书面练习 1
请原样返回记录中从含有“TARGET: snow-capped peak”的那一行起直至记录末尾的各行,首尾两端均包括在内,其余内容一概不要。

继《你的孩子不是你的孩子》之后,吴晓乐《可是我偏偏不喜欢》细腻写写家庭、写社会,也写自己:那个夜晚,我责备父亲,我以为自己在等待着真正的父亲;我忘了,玫瑰即使不叫作玫瑰,香气依然芬芳,哪怕是活得谨慎谦微且时常遁于壳内,他也无庸置疑、独一无二,是我亲爱的爸爸。

我曾在巴塞隆纳的兰布拉大道上,哭得不能自已。并非因为遭窃,确实巴塞隆纳的扒手多得惹人心烦,走回旅社的路上,得频频使劲拨挡那些亲昵压近的人影。然而,我落泪的原因,是准备前往搭车时,凑巧经过的一幕场景:街头艺人跟一位观众借了他的孩子,孩子起初是情愿的,但在街头艺人第二回表演,戴上了面具,孩子吓得哇哇大哭。街头艺人哄不住,孩子哭得太彻底了。

孩子的父亲,迈开修长的双腿往前,一个弧线把孩子飞拥至自己怀里。孩子继续悲泣,似是暗诉街头艺人辜负了他的信任,然后,那名男子,一会儿拨孩子的头发,一会儿亲孩子的额头,街头艺人举帽作揖,道歉之举,男子指着街头艺人,吐了一串话语,孩子终于笑了,脸颊上尚有湿稠的鼻涕与泪。群众烘出一团暖暖的笑声,我的朋友也笑了,我却哭了,我哭得泪流满面。我羡慕那个孩童,羡慕他受到日子的惊扰时,他的父亲是那样恰如其分地带来慰藉。也是在那一刻,我才愿意望进胸口的窟窿,思量除了黑暗之后,我还能拥抱什么。

书面练习 2
请将所给文本完整地逐字重新录入一遍,不作任何改动。

数据行

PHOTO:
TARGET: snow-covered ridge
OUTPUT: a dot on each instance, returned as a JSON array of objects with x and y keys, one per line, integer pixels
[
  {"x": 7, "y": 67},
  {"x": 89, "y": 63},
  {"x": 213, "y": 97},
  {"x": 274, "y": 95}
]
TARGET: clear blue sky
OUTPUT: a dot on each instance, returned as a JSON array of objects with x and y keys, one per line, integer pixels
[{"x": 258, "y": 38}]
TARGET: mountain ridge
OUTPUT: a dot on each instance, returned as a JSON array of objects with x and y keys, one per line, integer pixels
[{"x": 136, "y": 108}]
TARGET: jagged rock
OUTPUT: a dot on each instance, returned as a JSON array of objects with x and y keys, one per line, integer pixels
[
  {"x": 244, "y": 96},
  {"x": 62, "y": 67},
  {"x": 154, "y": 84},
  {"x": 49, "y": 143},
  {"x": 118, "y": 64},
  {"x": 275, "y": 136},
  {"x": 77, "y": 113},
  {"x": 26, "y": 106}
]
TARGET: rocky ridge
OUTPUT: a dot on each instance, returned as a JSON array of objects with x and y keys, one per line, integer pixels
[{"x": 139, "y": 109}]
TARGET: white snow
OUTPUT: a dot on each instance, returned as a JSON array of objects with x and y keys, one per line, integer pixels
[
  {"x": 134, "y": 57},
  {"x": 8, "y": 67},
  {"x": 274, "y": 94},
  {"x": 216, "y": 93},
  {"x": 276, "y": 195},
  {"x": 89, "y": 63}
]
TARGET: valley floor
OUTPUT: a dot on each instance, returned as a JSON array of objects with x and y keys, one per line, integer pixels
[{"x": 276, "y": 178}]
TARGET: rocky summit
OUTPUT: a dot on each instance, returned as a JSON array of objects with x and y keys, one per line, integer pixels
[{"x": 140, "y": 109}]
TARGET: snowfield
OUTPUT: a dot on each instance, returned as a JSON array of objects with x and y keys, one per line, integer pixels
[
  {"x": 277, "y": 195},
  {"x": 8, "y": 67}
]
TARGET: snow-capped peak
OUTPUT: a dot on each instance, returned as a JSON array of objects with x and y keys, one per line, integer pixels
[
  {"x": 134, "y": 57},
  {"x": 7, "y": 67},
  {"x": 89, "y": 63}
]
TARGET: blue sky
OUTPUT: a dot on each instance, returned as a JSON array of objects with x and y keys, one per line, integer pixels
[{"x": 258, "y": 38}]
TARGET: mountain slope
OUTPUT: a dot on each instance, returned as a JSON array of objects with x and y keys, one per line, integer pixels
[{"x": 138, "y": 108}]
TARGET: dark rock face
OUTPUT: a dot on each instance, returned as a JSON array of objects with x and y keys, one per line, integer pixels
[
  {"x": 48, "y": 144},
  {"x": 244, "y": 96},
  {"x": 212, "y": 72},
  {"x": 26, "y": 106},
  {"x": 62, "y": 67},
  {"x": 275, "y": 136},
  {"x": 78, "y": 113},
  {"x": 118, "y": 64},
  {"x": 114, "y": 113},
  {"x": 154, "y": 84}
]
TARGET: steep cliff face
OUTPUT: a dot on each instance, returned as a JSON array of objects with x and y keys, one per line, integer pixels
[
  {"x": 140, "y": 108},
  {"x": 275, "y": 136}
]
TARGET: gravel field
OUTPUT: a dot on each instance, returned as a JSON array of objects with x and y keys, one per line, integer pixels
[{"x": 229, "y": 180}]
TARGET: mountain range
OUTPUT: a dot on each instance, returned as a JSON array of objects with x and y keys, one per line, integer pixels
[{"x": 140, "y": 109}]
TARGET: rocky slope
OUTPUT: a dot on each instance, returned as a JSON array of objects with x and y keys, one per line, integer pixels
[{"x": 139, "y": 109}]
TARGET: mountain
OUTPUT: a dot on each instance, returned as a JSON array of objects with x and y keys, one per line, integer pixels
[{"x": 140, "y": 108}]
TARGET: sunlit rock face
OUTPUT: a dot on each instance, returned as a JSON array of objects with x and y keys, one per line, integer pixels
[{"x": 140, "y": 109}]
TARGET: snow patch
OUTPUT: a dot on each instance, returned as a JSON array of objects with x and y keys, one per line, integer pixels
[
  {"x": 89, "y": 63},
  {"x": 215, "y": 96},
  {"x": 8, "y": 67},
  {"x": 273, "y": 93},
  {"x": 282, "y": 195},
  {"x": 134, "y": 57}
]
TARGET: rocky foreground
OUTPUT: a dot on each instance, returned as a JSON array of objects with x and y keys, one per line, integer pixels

最终答案 1
TARGET: snow-capped peak
OUTPUT: a dot on each instance, returned as a JSON array of objects with x and y keys, one per line, integer pixels
[
  {"x": 134, "y": 57},
  {"x": 7, "y": 67},
  {"x": 89, "y": 63}
]
TARGET: blue sky
OUTPUT: a dot on each instance, returned as a JSON array of objects with x and y keys, one per line, integer pixels
[{"x": 258, "y": 38}]
TARGET: mountain slope
OUTPUT: a dot on each instance, returned as a JSON array of objects with x and y keys, one per line, integer pixels
[{"x": 138, "y": 108}]
TARGET: dark rock face
OUTPUT: a dot on each instance, returned as a JSON array of objects with x and y keys, one per line, integer pixels
[
  {"x": 48, "y": 144},
  {"x": 244, "y": 96},
  {"x": 212, "y": 72},
  {"x": 26, "y": 106},
  {"x": 62, "y": 67},
  {"x": 275, "y": 136},
  {"x": 78, "y": 113},
  {"x": 118, "y": 64},
  {"x": 114, "y": 113},
  {"x": 154, "y": 84}
]
TARGET: steep cliff face
OUTPUT: a dot on each instance, returned as a JSON array of objects with x and y keys, one per line, integer pixels
[
  {"x": 140, "y": 108},
  {"x": 275, "y": 136}
]
TARGET: gravel field
OUTPUT: a dot on each instance, returned as a JSON array of objects with x and y keys, one per line, integer pixels
[{"x": 229, "y": 180}]
TARGET: mountain range
OUTPUT: a dot on each instance, returned as a JSON array of objects with x and y keys, one per line, integer pixels
[{"x": 140, "y": 109}]
TARGET: rocky slope
OUTPUT: a dot on each instance, returned as a JSON array of objects with x and y keys, one per line, integer pixels
[{"x": 139, "y": 109}]
TARGET: mountain
OUTPUT: a dot on each instance, returned as a JSON array of objects with x and y keys, one per line, integer pixels
[{"x": 140, "y": 108}]
TARGET: sunlit rock face
OUTPUT: a dot on each instance, returned as a JSON array of objects with x and y keys, one per line, integer pixels
[{"x": 140, "y": 109}]
TARGET: snow patch
OUTPUT: a dot on each instance, returned as a JSON array of objects with x and y keys, one per line, integer pixels
[
  {"x": 89, "y": 63},
  {"x": 215, "y": 96},
  {"x": 8, "y": 67},
  {"x": 273, "y": 93},
  {"x": 282, "y": 195},
  {"x": 134, "y": 57}
]
TARGET: rocky foreground
OUTPUT: a dot on each instance, returned as a JSON array of objects with x and y keys, one per line, integer pixels

最终答案 2
继《你的孩子不是你的孩子》之后,吴晓乐《可是我偏偏不喜欢》细腻写写家庭、写社会,也写自己:那个夜晚,我责备父亲,我以为自己在等待着真正的父亲;我忘了,玫瑰即使不叫作玫瑰,香气依然芬芳,哪怕是活得谨慎谦微且时常遁于壳内,他也无庸置疑、独一无二,是我亲爱的爸爸。

我曾在巴塞隆纳的兰布拉大道上,哭得不能自已。并非因为遭窃,确实巴塞隆纳的扒手多得惹人心烦,走回旅社的路上,得频频使劲拨挡那些亲昵压近的人影。然而,我落泪的原因,是准备前往搭车时,凑巧经过的一幕场景:街头艺人跟一位观众借了他的孩子,孩子起初是情愿的,但在街头艺人第二回表演,戴上了面具,孩子吓得哇哇大哭。街头艺人哄不住,孩子哭得太彻底了。

孩子的父亲,迈开修长的双腿往前,一个弧线把孩子飞拥至自己怀里。孩子继续悲泣,似是暗诉街头艺人辜负了他的信任,然后,那名男子,一会儿拨孩子的头发,一会儿亲孩子的额头,街头艺人举帽作揖,道歉之举,男子指着街头艺人,吐了一串话语,孩子终于笑了,脸颊上尚有湿稠的鼻涕与泪。群众烘出一团暖暖的笑声,我的朋友也笑了,我却哭了,我哭得泪流满面。我羡慕那个孩童,羡慕他受到日子的惊扰时,他的父亲是那样恰如其分地带来慰藉。也是在那一刻,我才愿意望进胸口的窟窿,思量除了黑暗之后,我还能拥抱什么。